- **Direction A**
Reproduce the stretch of the Jasper Capital article from "Quantitative fundamental strategies" through "truly master them.", keeping every word as it stands.

- **Document section**
^^^^^^^^

Jasper Capital Fundamental Thoughts (Part One) | Quantitative Fundamentals: A Niche Path Less Travelled

In 2013, the American hedge fund AQR published an academic paper titled Buffett's Alpha, in which the authors conducted a quantitative analysis of Warren Buffett’s investment decisions over the years and developed a mathematical model to characterize his stock-picking preferences.

Interestingly, the authors attempted to deconstruct the "Oracle of Omaha's" moneymaking logic using six categories of factors: quality, beta, market, size, value, and momentum. An investment portfolio modeled on these factors, following a “Buffett-style” approach, significantly outperformed market indices over the long term, with performance comparable to Berkshire Hathaway itself. This paper demonstrates the effective combination of quantitative thinking and subjective fundamental stock selection. It raises an intriguing question: if we have a sufficient sample size, can we replicate the stock-picking logic of outstanding fundamental investors using quantitative models and consistently beat the market? This leads us to the topic at hand: quantitative fundamental analysis.

Chart 1: Performance of the stock market, Berkshire Hathaway, and the simulated Buffett-style portfolio.

Quantitative Fundamentals: A Road Less Traveled

Quantitative fundamental strategies experience a slower decay in alpha and can handle larger capacities. However, they remain relatively niche within China's quantitative hedge fund space. Due to the high difficulty of research and modeling, managers often use these strategies as a supplement to price-volume strategies. Quantitative fundamentals are like an unattainable ideal—everyone acknowledges their potential, yet few can truly master them.

Effectively integrating quantitative and fundamental thinking requires a complementary balance of internal and external skills. The universe breadth of a active fundamental equity manager is typically narrow, while their research dives deep into the operating models of the companies that they invest in. In contrast, quantitative investors use their data advantage to develop more generalized models across a broader range of stocks with more diversified alpha sources. However, without a deep understanding and forward-looking judgment of both macro and microenvironments, the breadth of information may fail to compensate for the lack of depth in individual stock research and could even lead to pitfalls.

Take financial indicators as an example: financial data fields are abundant, but only investors who have deeply studied the industry and understand accounting details can discern which fields accurately describe a company’s true fundamentals. Moreover, the methods of financial fraud are constantly evolving, with many financial statements hiding intricacies. For instance, some companies may bury inflated revenues within different balance sheet items, such as inventories in agriculture or goodwill and intangible assets in TMT sectors. Capturing these opportunities amidst layers of obscurity requires a deep understanding of the roles played by different accounting categories.

Jasper’s Quantitative Fundamentals: The "Iron Triangle" Team Balancing Breadth and Depth

As a quantitative manager that has consistently balanced fundamental and price-volume factors since 2017, Jasper has accumulated substantial experience on this niche path. The company's "Iron Triangle" fundamental team has developed a strong rapport over the years, with members boasting interdisciplinary backgrounds in neural networks, artificial intelligence, computing, and accounting, ensuring both research breadth and depth.

Chart 2: Jasper’s quantitative fundamentals research team.

In terms of breadth, the company’s proprietary IT systems and intelligent research platform track various databases in real-time, including industry and corporate data, extracting core information from vast datasets. For industries that are hard to predict, we also build separate models using alternative data, complementing the overall market model to ensure strong stock-picking capabilities across different sectors.

^^^^^^^^

- **Data for the task**
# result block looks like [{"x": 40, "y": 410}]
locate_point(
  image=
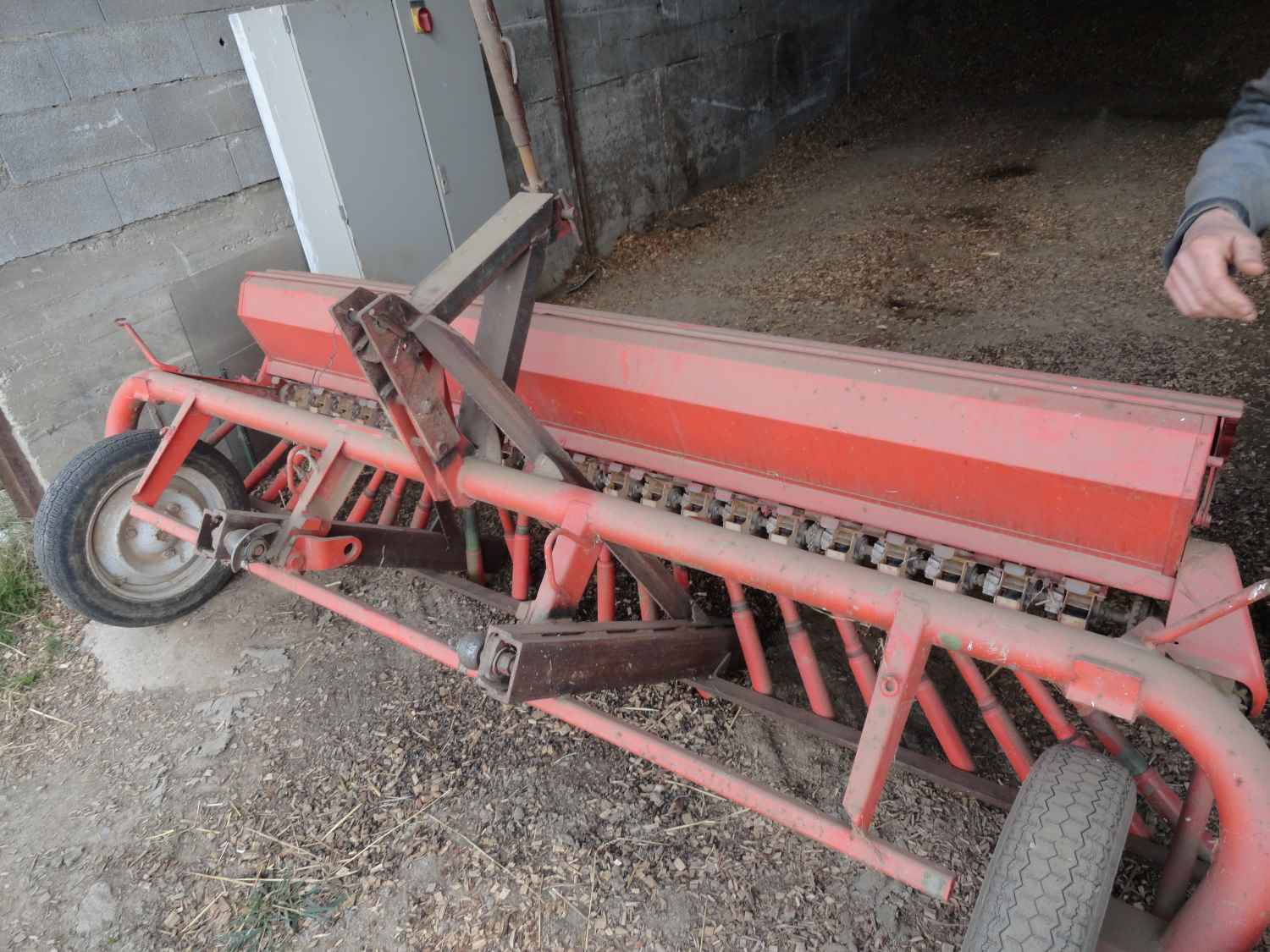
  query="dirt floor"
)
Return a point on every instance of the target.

^^^^^^^^

- **Direction B**
Rewrite the listing above with "target" changed to "object" and nothing else altered, and leave the pictures out.

- **Task response A**
Quantitative fundamental strategies experience a slower decay in alpha and can handle larger capacities. However, they remain relatively niche within China's quantitative hedge fund space. Due to the high difficulty of research and modeling, managers often use these strategies as a supplement to price-volume strategies. Quantitative fundamentals are like an unattainable ideal—everyone acknowledges their potential, yet few can truly master them.

- **Task response B**
# result block looks like [{"x": 40, "y": 410}]
locate_point(
  image=
  query="dirt floor"
)
Return a point on every instance of the object.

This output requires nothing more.